START Text

Nathaniel William Herbig (born July 10, 1998) is an American football offensive guard for the Pittsburgh Steelers of the National Football League (NFL). He played college football at Stanford and signed with the Philadelphia Eagles as an undrafted free agent in 2019.

Early life and high school
Herbig was born in Lihue, Hawaii and originally grew up in Kalaheo, Hawaii before moving from Kauai to Oahu after his freshman year of high school so that he could attend Saint Louis School in Honolulu. He was named first-team All-State as a senior. Herbig committed to play college football at Stanford after his junior year, but de-committed and re-opened his recruitment shortly after the end of his senior season. He ultimately re-committed to Stanford after considering offers from California and Washington.

College career
 Herbig played three seasons for the Stanford Cardinal. He played in all 13 of Stanford's games with six starts at left guard and was named a freshman All-American by ESPN. He moved to right guard as a sophomore, making 13 starts and was named first-team All-Pac-12 Conference. 

Herbig was named second-team All-Pac-12 as a junior after making six starts at right guard and one start at right tackle while missing six games due to injury. Following his Junior season, Herbig announced that he would forgo his final year of college to declare for the 2019 NFL Draft.

Professional career

Although initially projected to be a mid-round pick, Herbig's draft stock fell significantly after a poor performance at the NFL Scouting Combine that included a 40-yard dash time of 5.41 seconds, the slowest run of all 260 participants. He ultimately went unselected in the 2019 NFL Draft.

END Text
START Material provided

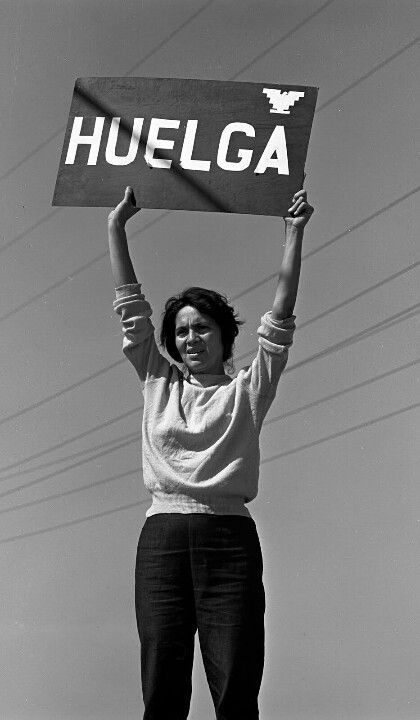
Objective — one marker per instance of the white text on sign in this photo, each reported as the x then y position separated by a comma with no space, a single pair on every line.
274,154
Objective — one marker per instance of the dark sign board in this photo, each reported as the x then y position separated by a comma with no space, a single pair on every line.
185,144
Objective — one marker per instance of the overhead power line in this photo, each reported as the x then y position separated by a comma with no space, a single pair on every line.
65,493
72,439
54,474
71,523
333,436
88,518
343,92
80,453
147,56
295,411
398,317
333,240
405,314
80,436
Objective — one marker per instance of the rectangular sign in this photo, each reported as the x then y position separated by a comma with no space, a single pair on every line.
185,144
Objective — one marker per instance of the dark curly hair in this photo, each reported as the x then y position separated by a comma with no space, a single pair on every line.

END Material provided

### What the task requires
From the text on Nathaniel Herbig, extract the part that opens with the words containing "Herbig was named" and closes with "for the 2019 NFL Draft.". The listing plays no part in the work on this page.

### Answer to the exercise
Herbig was named second-team All-Pac-12 as a junior after making six starts at right guard and one start at right tackle while missing six games due to injury. Following his Junior season, Herbig announced that he would forgo his final year of college to declare for the 2019 NFL Draft.